[PAGE EXTRACT]
++++++++++

The goal of the assignment is to create a neural network capable of removing TV channel logo from the input image.
You can preview and/or download the images from 🤗 Hugging Face - tv-logo.
- images with logo in folder
'images/logo'
have pattern:'i-j-k.jpg'
- images without logo in folder
'images/clean'
have pattern:'i-j.jpg'
- Note: one clean image is having multiple corresponding logo images
Paths to images are firstly divided into train and validation sets (70/30)
# get lists of paths to corresponding images (split 70/30)
train_logo_paths, val_logo_paths, train_clean_paths, val_clean_paths = get_paths()
Argument patches
in Dataset
class can define whether the images are divided into patches or not.
train_dataset = Dataset(train_logo_paths, train_clean_paths, patches = True)
When called, each pair of images logo
, clean
is normalized and returned as tensor (when patches = True
, list of tensors is returned and the length of the list represents number of patches for each image)

++++++++++

[STORED ROWS]
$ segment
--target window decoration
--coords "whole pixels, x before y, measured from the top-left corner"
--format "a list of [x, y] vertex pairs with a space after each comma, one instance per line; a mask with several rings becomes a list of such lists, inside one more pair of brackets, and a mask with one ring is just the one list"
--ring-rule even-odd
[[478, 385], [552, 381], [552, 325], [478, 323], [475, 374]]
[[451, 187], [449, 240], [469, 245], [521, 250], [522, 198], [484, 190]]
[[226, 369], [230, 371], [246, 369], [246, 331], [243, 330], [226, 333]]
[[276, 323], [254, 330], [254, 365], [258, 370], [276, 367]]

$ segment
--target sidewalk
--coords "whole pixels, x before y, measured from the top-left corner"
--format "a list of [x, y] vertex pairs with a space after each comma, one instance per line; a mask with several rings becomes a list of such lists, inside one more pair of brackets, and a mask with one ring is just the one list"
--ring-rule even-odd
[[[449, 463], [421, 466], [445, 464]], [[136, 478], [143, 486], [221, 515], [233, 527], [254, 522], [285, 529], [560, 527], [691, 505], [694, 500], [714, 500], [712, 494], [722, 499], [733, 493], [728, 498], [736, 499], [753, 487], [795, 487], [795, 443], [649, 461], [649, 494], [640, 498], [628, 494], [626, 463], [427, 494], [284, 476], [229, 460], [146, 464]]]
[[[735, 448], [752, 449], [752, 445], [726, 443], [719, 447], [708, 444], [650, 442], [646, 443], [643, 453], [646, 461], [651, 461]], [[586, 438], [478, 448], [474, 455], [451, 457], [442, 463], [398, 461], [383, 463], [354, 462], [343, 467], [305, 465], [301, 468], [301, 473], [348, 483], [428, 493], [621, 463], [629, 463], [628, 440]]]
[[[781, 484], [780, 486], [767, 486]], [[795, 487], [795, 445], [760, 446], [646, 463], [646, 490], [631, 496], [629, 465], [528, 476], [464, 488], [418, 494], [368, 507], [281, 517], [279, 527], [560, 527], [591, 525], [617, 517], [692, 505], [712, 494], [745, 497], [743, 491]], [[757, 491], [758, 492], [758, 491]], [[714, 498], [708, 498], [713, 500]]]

++++++++++

[PROBLEM DESCRIPTION] In the logo-removal assignment text, what ratio is used to split image paths into training and validation sets?

[SOLUTION TO THIS PROBLEM] 70/30 (70% training, 30% validation).